[Image point annotation rows]
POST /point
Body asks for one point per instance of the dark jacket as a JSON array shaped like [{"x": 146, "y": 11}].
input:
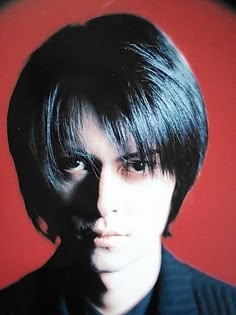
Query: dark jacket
[{"x": 180, "y": 290}]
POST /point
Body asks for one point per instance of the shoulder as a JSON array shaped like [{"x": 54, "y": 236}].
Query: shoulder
[
  {"x": 33, "y": 294},
  {"x": 189, "y": 288}
]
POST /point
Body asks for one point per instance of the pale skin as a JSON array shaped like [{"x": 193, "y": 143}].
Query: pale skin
[{"x": 133, "y": 205}]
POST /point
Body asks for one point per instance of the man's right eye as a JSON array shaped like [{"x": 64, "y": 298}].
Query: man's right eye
[{"x": 74, "y": 164}]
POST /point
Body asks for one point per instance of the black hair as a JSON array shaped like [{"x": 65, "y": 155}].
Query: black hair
[{"x": 135, "y": 80}]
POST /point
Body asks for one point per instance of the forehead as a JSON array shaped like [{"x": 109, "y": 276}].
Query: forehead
[{"x": 96, "y": 141}]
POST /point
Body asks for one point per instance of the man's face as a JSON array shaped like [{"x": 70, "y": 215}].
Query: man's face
[{"x": 131, "y": 203}]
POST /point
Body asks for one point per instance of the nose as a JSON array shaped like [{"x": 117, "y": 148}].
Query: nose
[{"x": 109, "y": 193}]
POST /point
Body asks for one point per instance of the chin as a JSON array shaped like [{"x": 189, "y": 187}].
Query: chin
[{"x": 106, "y": 261}]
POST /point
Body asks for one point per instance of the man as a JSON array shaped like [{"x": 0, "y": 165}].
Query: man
[{"x": 108, "y": 131}]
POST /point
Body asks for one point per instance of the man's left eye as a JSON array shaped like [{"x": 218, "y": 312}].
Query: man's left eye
[{"x": 136, "y": 166}]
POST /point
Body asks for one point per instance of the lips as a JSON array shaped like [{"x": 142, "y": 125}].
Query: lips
[{"x": 109, "y": 239}]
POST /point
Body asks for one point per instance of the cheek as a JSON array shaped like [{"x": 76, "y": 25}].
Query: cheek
[{"x": 148, "y": 207}]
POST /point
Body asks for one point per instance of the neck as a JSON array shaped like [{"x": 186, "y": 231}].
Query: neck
[{"x": 138, "y": 278}]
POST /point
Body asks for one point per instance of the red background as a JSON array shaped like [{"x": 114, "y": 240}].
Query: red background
[{"x": 205, "y": 231}]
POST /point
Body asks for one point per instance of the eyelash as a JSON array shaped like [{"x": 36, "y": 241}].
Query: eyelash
[
  {"x": 77, "y": 164},
  {"x": 136, "y": 166}
]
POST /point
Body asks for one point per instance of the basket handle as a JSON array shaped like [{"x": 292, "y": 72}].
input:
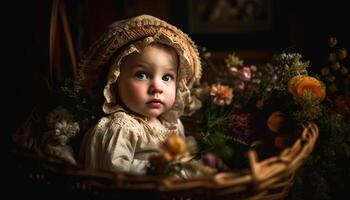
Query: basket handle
[{"x": 58, "y": 8}]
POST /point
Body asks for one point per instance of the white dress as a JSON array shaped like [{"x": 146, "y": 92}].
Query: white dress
[{"x": 121, "y": 142}]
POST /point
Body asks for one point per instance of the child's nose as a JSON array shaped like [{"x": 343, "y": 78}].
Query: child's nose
[{"x": 156, "y": 88}]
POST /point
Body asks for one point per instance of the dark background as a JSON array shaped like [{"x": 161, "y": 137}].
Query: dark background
[{"x": 301, "y": 25}]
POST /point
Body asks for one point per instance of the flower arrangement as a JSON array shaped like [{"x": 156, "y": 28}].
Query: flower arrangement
[
  {"x": 256, "y": 107},
  {"x": 263, "y": 107},
  {"x": 247, "y": 106}
]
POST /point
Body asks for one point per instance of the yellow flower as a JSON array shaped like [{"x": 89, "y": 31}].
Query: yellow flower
[
  {"x": 302, "y": 85},
  {"x": 233, "y": 61},
  {"x": 174, "y": 146},
  {"x": 332, "y": 41},
  {"x": 332, "y": 88},
  {"x": 332, "y": 57},
  {"x": 325, "y": 71},
  {"x": 222, "y": 94},
  {"x": 344, "y": 71},
  {"x": 335, "y": 65},
  {"x": 276, "y": 121},
  {"x": 330, "y": 78},
  {"x": 342, "y": 53}
]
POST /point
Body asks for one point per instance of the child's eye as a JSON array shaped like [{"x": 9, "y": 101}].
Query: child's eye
[
  {"x": 167, "y": 77},
  {"x": 141, "y": 75}
]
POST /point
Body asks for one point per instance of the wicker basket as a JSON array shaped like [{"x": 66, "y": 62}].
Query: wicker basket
[{"x": 270, "y": 178}]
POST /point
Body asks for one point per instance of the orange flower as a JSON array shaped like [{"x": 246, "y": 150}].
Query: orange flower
[
  {"x": 174, "y": 146},
  {"x": 276, "y": 121},
  {"x": 222, "y": 94},
  {"x": 302, "y": 85}
]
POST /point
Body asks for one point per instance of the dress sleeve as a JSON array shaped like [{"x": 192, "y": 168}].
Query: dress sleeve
[
  {"x": 180, "y": 128},
  {"x": 109, "y": 146},
  {"x": 121, "y": 149}
]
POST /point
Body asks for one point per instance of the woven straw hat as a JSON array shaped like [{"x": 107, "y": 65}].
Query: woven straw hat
[{"x": 130, "y": 35}]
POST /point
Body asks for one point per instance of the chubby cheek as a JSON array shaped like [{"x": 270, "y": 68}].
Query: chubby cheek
[
  {"x": 170, "y": 97},
  {"x": 136, "y": 93}
]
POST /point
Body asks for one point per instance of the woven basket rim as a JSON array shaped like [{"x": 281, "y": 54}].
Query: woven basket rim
[{"x": 275, "y": 171}]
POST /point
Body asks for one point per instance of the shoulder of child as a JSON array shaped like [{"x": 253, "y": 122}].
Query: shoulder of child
[{"x": 124, "y": 120}]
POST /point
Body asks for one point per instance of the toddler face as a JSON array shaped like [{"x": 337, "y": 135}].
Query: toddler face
[{"x": 147, "y": 80}]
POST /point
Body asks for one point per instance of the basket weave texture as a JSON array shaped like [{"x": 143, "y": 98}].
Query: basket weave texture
[{"x": 270, "y": 178}]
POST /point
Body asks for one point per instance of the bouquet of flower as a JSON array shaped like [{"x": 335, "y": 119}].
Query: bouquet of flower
[{"x": 255, "y": 107}]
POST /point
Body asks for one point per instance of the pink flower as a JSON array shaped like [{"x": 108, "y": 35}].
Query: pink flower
[
  {"x": 245, "y": 74},
  {"x": 222, "y": 94}
]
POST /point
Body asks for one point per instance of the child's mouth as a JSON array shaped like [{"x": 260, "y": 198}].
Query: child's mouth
[{"x": 155, "y": 103}]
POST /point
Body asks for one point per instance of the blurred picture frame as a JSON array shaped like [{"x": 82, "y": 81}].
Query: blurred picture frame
[{"x": 229, "y": 16}]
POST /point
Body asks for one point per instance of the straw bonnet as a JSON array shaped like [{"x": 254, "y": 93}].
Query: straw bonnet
[{"x": 132, "y": 35}]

**SET TASK**
Count the lines in the rows above that contain the string "mouth", matching case exactly, and give only the number.

**OUTPUT**
2